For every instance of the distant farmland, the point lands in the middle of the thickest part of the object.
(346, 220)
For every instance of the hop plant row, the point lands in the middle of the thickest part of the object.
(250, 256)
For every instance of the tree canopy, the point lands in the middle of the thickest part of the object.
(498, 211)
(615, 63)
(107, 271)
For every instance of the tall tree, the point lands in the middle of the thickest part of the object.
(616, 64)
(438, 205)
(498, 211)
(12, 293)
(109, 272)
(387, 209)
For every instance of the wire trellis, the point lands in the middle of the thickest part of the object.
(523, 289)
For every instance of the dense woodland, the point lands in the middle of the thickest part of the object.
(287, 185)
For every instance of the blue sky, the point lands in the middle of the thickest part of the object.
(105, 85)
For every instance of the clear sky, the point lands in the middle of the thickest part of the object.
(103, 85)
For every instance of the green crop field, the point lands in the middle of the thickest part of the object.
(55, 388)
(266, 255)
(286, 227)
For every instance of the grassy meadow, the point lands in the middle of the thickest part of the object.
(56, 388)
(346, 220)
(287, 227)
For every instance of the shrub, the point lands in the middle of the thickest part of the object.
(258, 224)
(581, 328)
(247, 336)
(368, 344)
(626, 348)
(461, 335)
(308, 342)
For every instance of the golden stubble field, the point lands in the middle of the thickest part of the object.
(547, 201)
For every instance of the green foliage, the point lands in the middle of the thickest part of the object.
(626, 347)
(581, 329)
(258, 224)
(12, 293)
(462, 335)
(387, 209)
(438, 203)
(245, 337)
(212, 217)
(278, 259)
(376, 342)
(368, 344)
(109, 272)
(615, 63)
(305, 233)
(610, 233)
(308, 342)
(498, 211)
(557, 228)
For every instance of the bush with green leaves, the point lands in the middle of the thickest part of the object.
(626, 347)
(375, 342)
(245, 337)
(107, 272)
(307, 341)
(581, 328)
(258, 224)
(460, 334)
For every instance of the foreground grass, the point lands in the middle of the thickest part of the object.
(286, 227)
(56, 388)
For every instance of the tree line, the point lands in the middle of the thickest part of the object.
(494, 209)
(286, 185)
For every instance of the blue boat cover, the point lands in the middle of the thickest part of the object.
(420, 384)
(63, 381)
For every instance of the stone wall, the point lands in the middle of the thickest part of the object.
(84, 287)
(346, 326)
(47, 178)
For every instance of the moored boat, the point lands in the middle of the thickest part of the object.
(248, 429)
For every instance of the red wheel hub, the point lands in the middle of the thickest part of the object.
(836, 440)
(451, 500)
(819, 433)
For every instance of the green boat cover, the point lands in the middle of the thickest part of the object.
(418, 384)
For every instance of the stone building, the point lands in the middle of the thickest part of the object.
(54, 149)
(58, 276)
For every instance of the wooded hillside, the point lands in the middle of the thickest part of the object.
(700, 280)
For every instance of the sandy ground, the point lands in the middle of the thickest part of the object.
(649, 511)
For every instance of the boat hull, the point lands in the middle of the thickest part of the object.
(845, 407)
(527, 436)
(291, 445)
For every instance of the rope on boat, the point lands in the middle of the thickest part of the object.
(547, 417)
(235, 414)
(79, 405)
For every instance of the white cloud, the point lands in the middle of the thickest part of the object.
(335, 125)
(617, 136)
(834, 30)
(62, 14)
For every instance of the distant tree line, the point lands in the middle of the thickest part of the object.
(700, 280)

------------------------------------

What you need to do
Output the records exactly, including every line.

Written solution
For every instance of the distant farmland, the point lands in the middle of the thickest part of the object.
(346, 220)
For every instance of the hop plant row, the point lands in the middle of the thickest part of the object.
(250, 256)
For every instance of the tree canopy, the point lands in the middle of the thickest part of the object.
(498, 211)
(615, 63)
(107, 271)
For every instance of the tall tree, the point lands in the middle of the thickest part of the object.
(616, 64)
(438, 205)
(498, 211)
(12, 293)
(109, 272)
(387, 209)
For every instance of the wire trellis, the point lands in the middle of the thickest part of the object.
(523, 289)
For every instance of the dense woodland, the point lands in the middle of the thickest part of the object.
(287, 185)
For every instance of the blue sky, the point lands in the middle of the thickest part of the object.
(105, 85)
For every instance of the clear sky, the point lands in the middle of the thickest part of the object.
(103, 85)
For every instance of the green crop field, the point lands in the middle of the thickest part of the object.
(55, 388)
(266, 255)
(286, 227)
For every instance of the grassy meadow, the point lands in the middle of the thickest part of the object.
(56, 388)
(346, 220)
(287, 227)
For every instance of the shrub, the point lands in the middle of the thickest part of the object.
(258, 224)
(581, 328)
(247, 336)
(368, 344)
(626, 348)
(461, 335)
(308, 342)
For every instance of the golden stubble field, the point lands in the middle of the thickest part of the object.
(547, 201)
For every instance of the green foliage, the point lands in the middle of the thickest part of the object.
(626, 347)
(581, 329)
(258, 224)
(12, 293)
(462, 335)
(387, 209)
(438, 203)
(245, 337)
(212, 217)
(278, 259)
(376, 342)
(368, 344)
(109, 272)
(615, 63)
(305, 233)
(610, 233)
(308, 342)
(498, 211)
(557, 228)
For every instance of the bush with green leaves, the point lands in the middle of the thickest part of the object.
(626, 347)
(375, 342)
(245, 337)
(107, 272)
(307, 341)
(581, 328)
(258, 224)
(460, 334)
For every instance of the foreground grass, the point lands in the middle of the thickest part of the object.
(286, 227)
(56, 388)
For every instance of the tree line, the point lands in the middle of the thickest part of the object.
(494, 209)
(286, 185)
For every instance of the blue boat cover, the point lands in the middle of the thickest part of the object.
(420, 384)
(63, 381)
For every instance of the stone wall, the point lands in the middle of the thickest part of the object.
(84, 287)
(346, 326)
(47, 178)
For every instance of the moored boat, the point lands in the middle of the thickest part of the object.
(248, 429)
For every instance of the red wheel hub, the point lands in the middle of the thickest part of the object.
(836, 440)
(451, 500)
(819, 433)
For every instance of the green boat cover, the point lands in the middle of the thickest part of the object.
(418, 384)
For every instance of the stone building, the point lands in the middle of the thickest part of the object.
(54, 149)
(58, 276)
For every instance of the wooded hillside, the point lands in the middle of the thickest part of the object.
(700, 280)
For every instance of the sandy ground, the point lands in the middle of the thickest part of the object.
(649, 511)
For every instance of the boat hull, the point lands in the middle of the thickest part of the object.
(845, 407)
(527, 436)
(291, 445)
For every instance of the rope on boat, the point lands in the middle of the thickest part of the object.
(547, 417)
(235, 414)
(79, 405)
For every instance of the white cloud, the point lands in the middle of the thickest part of the object.
(335, 125)
(617, 136)
(834, 30)
(62, 14)
For every instance of the distant tree line, the point lands in the middle of the thickest part of the object.
(700, 280)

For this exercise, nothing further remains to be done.